(Items from a labeling collection)
════════════════════

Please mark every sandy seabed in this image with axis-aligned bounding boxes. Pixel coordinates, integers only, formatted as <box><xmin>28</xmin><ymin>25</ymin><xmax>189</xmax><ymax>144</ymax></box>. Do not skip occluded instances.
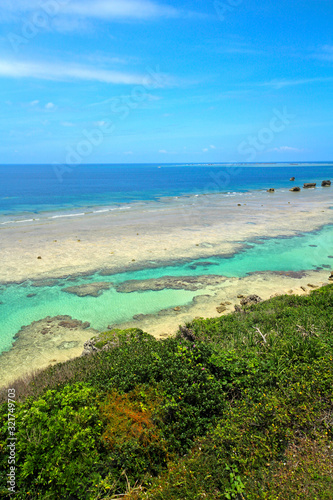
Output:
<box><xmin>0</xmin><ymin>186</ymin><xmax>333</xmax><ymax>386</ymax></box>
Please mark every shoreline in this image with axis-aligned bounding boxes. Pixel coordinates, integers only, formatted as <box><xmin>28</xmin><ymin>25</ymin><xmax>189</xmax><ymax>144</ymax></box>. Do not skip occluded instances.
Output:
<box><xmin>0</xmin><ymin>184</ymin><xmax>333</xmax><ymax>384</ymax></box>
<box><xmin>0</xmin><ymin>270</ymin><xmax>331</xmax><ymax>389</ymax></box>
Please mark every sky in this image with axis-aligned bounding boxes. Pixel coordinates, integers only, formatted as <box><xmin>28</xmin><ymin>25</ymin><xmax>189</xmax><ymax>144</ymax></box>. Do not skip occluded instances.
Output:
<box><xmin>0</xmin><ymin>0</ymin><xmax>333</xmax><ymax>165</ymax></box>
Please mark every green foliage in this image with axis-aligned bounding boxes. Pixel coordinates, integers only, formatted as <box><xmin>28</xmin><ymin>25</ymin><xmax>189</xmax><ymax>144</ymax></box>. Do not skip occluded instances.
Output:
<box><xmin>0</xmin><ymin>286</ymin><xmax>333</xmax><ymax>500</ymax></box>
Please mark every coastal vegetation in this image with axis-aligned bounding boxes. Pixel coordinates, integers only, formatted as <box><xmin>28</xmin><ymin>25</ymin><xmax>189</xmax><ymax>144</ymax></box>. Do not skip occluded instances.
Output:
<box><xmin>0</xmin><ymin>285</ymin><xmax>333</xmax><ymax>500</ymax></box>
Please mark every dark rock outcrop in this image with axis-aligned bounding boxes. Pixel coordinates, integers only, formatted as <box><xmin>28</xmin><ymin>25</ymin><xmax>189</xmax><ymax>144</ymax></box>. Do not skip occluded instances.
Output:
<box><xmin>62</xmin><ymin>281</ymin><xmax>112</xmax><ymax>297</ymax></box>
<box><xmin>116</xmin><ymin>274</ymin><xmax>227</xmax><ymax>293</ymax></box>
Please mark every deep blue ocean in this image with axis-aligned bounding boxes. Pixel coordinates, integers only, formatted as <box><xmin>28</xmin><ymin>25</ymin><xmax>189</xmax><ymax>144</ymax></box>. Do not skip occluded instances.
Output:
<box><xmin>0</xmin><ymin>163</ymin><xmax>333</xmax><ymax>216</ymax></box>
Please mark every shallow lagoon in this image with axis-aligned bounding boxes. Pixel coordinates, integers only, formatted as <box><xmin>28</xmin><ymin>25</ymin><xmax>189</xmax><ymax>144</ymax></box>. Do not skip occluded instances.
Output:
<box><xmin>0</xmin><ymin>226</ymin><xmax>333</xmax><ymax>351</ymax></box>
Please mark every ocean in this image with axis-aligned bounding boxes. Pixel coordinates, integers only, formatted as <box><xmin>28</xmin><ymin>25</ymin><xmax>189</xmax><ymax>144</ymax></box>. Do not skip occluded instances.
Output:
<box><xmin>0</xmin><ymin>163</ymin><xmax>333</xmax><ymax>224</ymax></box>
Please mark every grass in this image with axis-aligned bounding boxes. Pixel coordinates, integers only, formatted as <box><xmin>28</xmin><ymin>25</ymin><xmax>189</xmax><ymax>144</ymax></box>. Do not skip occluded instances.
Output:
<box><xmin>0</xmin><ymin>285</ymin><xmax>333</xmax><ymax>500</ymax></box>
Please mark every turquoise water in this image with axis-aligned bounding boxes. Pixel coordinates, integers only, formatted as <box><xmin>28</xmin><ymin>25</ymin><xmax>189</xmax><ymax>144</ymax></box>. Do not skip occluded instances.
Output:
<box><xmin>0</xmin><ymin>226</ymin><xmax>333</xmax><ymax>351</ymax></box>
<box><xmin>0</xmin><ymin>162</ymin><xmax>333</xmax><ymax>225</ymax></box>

════════════════════

== YOUR OBJECTIVE ==
Rewrite the rows from the line containing "Please mark every deep" through the end of the rows, inclusive, replacing "ocean" with "sea" and keeping everything else unchanged.

== ANSWER FOR THE TASK ==
Please mark every deep blue sea in this image with axis-aligned bounding boxes. Pixel coordinates, integers only, formatted as <box><xmin>28</xmin><ymin>25</ymin><xmax>189</xmax><ymax>144</ymax></box>. Do not skip occluded instances.
Output:
<box><xmin>0</xmin><ymin>163</ymin><xmax>333</xmax><ymax>216</ymax></box>
Please mark every shallow lagoon in this image with axis-aligned bounding boxes. Pixel coordinates, integers only, formatted as <box><xmin>28</xmin><ymin>25</ymin><xmax>189</xmax><ymax>144</ymax></box>. Do not skip occluded instances.
Output:
<box><xmin>0</xmin><ymin>226</ymin><xmax>333</xmax><ymax>351</ymax></box>
Please mark every sea in this image with axis-aligned bounding boxes. Pixel coordinates, integers only, formatted as <box><xmin>28</xmin><ymin>25</ymin><xmax>189</xmax><ymax>144</ymax></box>. Do not skip occluded instances.
Output:
<box><xmin>0</xmin><ymin>163</ymin><xmax>333</xmax><ymax>224</ymax></box>
Please mark every grass in this image with axis-aligned bounding boxes. Pixel coordinates, integers only, formatted as <box><xmin>28</xmin><ymin>25</ymin><xmax>189</xmax><ymax>144</ymax></box>. Do not skip occluded instances.
Output:
<box><xmin>0</xmin><ymin>285</ymin><xmax>333</xmax><ymax>500</ymax></box>
Please mark every turquoise water in this image with axis-aligned bounding boxes. Pixel coordinates, integers only, formatted as <box><xmin>28</xmin><ymin>25</ymin><xmax>189</xmax><ymax>144</ymax></box>. Do not skip occluded instances.
Output:
<box><xmin>0</xmin><ymin>226</ymin><xmax>333</xmax><ymax>351</ymax></box>
<box><xmin>0</xmin><ymin>162</ymin><xmax>333</xmax><ymax>225</ymax></box>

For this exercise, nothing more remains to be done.